◆ Aim ◆
Copy out the following material line for line, changing nothing.

══ Information shown ══

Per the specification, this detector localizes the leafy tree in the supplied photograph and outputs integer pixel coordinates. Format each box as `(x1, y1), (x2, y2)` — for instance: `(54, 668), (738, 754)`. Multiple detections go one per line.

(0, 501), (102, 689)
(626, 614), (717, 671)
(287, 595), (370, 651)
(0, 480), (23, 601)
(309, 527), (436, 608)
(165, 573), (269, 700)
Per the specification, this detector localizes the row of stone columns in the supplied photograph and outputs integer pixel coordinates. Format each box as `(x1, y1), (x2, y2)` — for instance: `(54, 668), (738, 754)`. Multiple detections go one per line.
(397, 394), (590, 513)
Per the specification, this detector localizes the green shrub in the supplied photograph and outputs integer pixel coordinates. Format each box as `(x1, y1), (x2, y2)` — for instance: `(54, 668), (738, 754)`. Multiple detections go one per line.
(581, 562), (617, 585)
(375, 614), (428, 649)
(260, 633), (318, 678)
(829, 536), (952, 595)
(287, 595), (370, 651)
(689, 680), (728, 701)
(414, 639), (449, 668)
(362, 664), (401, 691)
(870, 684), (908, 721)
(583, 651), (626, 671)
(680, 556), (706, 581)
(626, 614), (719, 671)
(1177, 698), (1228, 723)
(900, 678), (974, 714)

═══

◆ Written reply ◆
Per the specification, this detector localizes the leafy tree in the supplied photograph and outputs integer pixel coordinates. Format each box as `(x1, y1), (x2, y2)` — for instance: `(54, 668), (738, 754)`. Multiple detections go one per line.

(0, 501), (102, 689)
(626, 614), (717, 671)
(287, 595), (370, 651)
(0, 480), (23, 601)
(309, 527), (436, 608)
(165, 573), (269, 700)
Per the specification, this detector localizes the row of stone columns in the supplied photograph and outputs integer pixel coordinates. Format each box as `(x1, y1), (x2, y2)` — for instance: `(54, 668), (738, 754)`. Multiple detections go one per line.
(397, 394), (590, 513)
Per the specification, this detector localizes the green shrub in the supplied photograph and outputs integer pixel coordinates. Format each box as `(x1, y1), (x2, y2)` — for instance: `(54, 668), (738, 754)`. Multiple detections go one per line.
(581, 562), (617, 585)
(375, 614), (428, 649)
(260, 633), (318, 678)
(829, 536), (952, 595)
(287, 595), (370, 651)
(689, 680), (728, 701)
(414, 639), (449, 668)
(362, 664), (401, 691)
(870, 684), (908, 721)
(583, 651), (626, 671)
(680, 556), (706, 581)
(626, 614), (719, 671)
(1177, 698), (1228, 723)
(900, 678), (974, 714)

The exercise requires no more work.